··· Exercise material ···

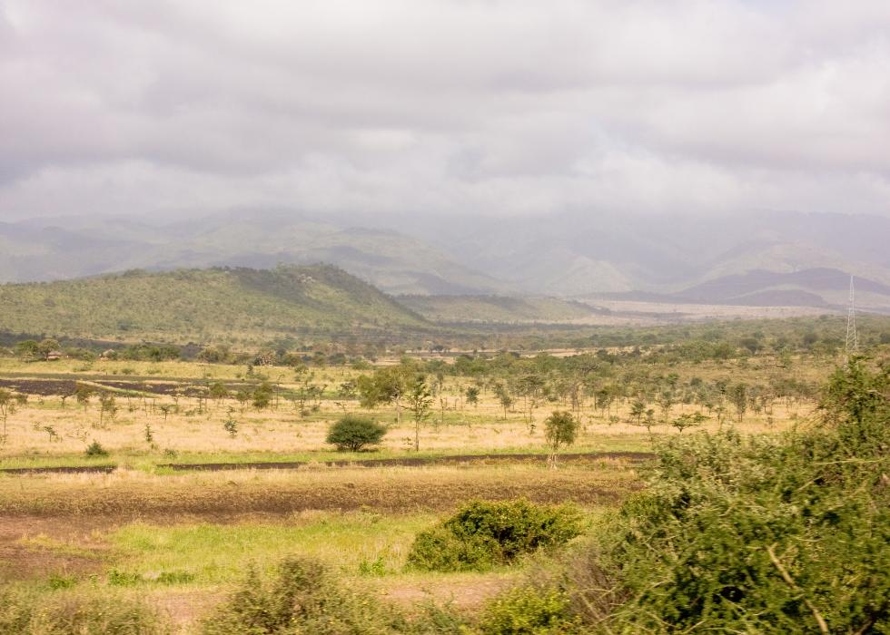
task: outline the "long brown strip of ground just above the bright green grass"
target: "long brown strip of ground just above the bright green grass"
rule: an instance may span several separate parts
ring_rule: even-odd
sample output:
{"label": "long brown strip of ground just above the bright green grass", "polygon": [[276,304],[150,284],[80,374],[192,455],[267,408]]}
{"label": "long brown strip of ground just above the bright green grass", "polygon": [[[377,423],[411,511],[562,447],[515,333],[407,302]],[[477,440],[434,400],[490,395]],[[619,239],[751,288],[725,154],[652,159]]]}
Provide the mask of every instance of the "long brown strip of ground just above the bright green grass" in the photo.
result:
{"label": "long brown strip of ground just above the bright green grass", "polygon": [[101,482],[75,480],[64,484],[51,479],[27,490],[6,489],[0,495],[0,515],[105,516],[119,522],[141,518],[163,522],[176,514],[213,517],[233,513],[287,515],[307,510],[446,510],[471,498],[506,500],[521,496],[537,503],[598,505],[615,503],[638,487],[628,471],[604,474],[576,468],[521,466],[484,471],[380,468],[267,474],[271,476],[122,474],[92,477]]}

···

Would you copy each line of the records that contains "instance"?

rule: an instance may span several separate parts
Provide the mask of every instance of the "long brown strip of ground just above the bright green grass" in the photo.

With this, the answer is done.